--- Dataset rows ---

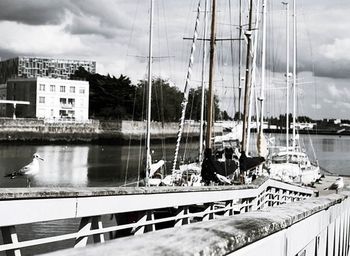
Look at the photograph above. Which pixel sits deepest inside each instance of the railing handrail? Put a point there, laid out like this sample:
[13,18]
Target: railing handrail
[30,205]
[68,192]
[229,235]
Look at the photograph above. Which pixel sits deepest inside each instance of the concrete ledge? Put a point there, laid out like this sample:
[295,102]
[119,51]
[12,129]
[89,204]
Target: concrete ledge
[30,193]
[24,193]
[217,237]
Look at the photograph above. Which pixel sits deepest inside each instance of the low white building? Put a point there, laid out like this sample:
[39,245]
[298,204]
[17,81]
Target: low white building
[55,99]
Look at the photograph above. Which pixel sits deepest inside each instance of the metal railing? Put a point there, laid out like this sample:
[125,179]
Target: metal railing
[316,226]
[134,210]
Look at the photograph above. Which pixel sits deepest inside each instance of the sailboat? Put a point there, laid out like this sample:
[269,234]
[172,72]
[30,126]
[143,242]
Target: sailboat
[153,173]
[292,164]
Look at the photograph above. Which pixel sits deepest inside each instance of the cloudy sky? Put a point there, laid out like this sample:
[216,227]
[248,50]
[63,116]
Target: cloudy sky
[115,32]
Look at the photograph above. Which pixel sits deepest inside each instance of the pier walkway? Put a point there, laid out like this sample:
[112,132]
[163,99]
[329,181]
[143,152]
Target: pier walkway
[316,226]
[134,210]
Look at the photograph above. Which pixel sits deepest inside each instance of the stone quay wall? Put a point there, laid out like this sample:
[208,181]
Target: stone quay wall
[40,130]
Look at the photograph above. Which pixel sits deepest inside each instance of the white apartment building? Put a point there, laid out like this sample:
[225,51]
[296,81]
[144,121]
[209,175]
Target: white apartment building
[54,99]
[62,99]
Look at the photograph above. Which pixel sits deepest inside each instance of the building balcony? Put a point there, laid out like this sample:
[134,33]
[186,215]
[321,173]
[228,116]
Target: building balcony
[67,106]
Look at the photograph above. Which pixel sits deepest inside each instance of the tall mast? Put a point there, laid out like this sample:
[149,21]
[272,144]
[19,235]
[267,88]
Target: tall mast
[294,71]
[248,77]
[287,75]
[149,94]
[203,83]
[252,79]
[211,76]
[263,64]
[240,61]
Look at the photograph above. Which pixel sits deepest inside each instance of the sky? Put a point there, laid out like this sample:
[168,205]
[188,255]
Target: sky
[114,33]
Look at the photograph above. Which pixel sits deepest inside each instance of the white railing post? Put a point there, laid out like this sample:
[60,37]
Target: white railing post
[209,214]
[85,226]
[229,207]
[9,236]
[182,220]
[97,224]
[142,226]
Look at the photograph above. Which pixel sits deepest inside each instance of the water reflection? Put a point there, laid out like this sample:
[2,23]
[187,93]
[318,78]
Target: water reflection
[113,165]
[328,144]
[63,166]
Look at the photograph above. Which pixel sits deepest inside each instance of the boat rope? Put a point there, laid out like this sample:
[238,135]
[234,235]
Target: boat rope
[186,89]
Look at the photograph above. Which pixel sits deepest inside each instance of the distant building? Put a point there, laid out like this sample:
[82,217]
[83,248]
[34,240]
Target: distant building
[3,95]
[32,67]
[55,99]
[304,126]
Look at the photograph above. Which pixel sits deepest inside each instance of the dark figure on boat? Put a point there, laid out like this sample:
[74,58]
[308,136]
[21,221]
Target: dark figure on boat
[211,168]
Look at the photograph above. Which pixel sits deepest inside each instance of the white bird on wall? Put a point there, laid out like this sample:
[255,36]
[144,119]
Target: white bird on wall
[29,170]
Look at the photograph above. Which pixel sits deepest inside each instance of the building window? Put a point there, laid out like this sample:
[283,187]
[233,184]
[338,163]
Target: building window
[71,102]
[63,101]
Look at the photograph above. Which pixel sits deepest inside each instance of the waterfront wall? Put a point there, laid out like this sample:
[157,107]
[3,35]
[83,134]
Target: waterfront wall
[43,131]
[135,210]
[316,226]
[94,130]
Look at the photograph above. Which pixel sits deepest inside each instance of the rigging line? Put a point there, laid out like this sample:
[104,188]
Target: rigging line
[129,146]
[167,38]
[188,127]
[131,34]
[141,151]
[186,89]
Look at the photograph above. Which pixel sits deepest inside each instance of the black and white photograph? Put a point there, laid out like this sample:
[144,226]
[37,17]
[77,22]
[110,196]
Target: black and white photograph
[174,127]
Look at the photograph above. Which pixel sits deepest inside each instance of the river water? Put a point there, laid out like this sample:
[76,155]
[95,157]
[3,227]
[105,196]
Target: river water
[115,165]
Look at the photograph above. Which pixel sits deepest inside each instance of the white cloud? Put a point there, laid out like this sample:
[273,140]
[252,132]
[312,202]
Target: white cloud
[316,106]
[339,49]
[325,100]
[39,40]
[333,90]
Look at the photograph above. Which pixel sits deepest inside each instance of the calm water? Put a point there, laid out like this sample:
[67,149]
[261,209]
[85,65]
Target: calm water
[111,165]
[102,165]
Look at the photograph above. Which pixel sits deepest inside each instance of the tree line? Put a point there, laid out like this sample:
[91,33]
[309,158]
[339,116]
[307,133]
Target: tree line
[115,98]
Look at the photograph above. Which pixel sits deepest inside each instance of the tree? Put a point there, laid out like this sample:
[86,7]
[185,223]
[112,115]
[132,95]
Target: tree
[193,110]
[165,101]
[110,97]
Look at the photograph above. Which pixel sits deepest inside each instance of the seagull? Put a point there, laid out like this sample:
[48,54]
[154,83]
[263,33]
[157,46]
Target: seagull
[338,184]
[29,170]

--- Required work ---
Repeat word for word each line from the one with "of the rigging" to the end of the records above, inclusive.

--- Response for this exercise ---
Look at the photograph above. Which pixel sits deepest inside each instance of the rigging line? Put a point there, laid out like this sample:
[104,188]
Target: rigging line
[129,146]
[167,38]
[188,127]
[131,34]
[141,151]
[186,89]
Look at the photograph above. Which pixel sits deepest inside each instance of the black and white photograph? Put a point there, laid out like this sample:
[144,226]
[37,17]
[77,22]
[110,196]
Target: black and white photograph
[174,127]
Look at the photograph above. Which pixel sits deepest inside each instance of the river water? Put a point there, laid out like this sample:
[76,155]
[95,157]
[3,227]
[105,196]
Target: river water
[115,165]
Look at the photograph above. Which pixel sits deepest inside each instance of the white cloud? Put a point there, laid out like this sample:
[273,140]
[252,132]
[312,202]
Target: white cloud
[316,106]
[339,49]
[325,100]
[39,40]
[333,90]
Look at the photograph above. Which pixel sits deepest inside each instance of the calm water? Put a point there, laid out like this sample:
[67,149]
[261,209]
[85,65]
Target: calm water
[111,165]
[102,165]
Look at the photograph above. Which pixel sits deepest inside each instance of the tree line? Put a point there, laid out like this sample:
[91,33]
[309,158]
[339,116]
[307,133]
Target: tree line
[115,98]
Look at the photograph above. Which pixel sits deepest inside each instance of the tree? Put a point there, laid out like this sample:
[86,7]
[185,223]
[112,115]
[132,95]
Target: tree
[193,110]
[165,101]
[110,97]
Look at the photograph above. Which pixel sits deepest inside each instance of the seagull? Put a point there, laid out like this sample:
[48,54]
[154,83]
[263,33]
[157,46]
Target: seagull
[338,184]
[29,170]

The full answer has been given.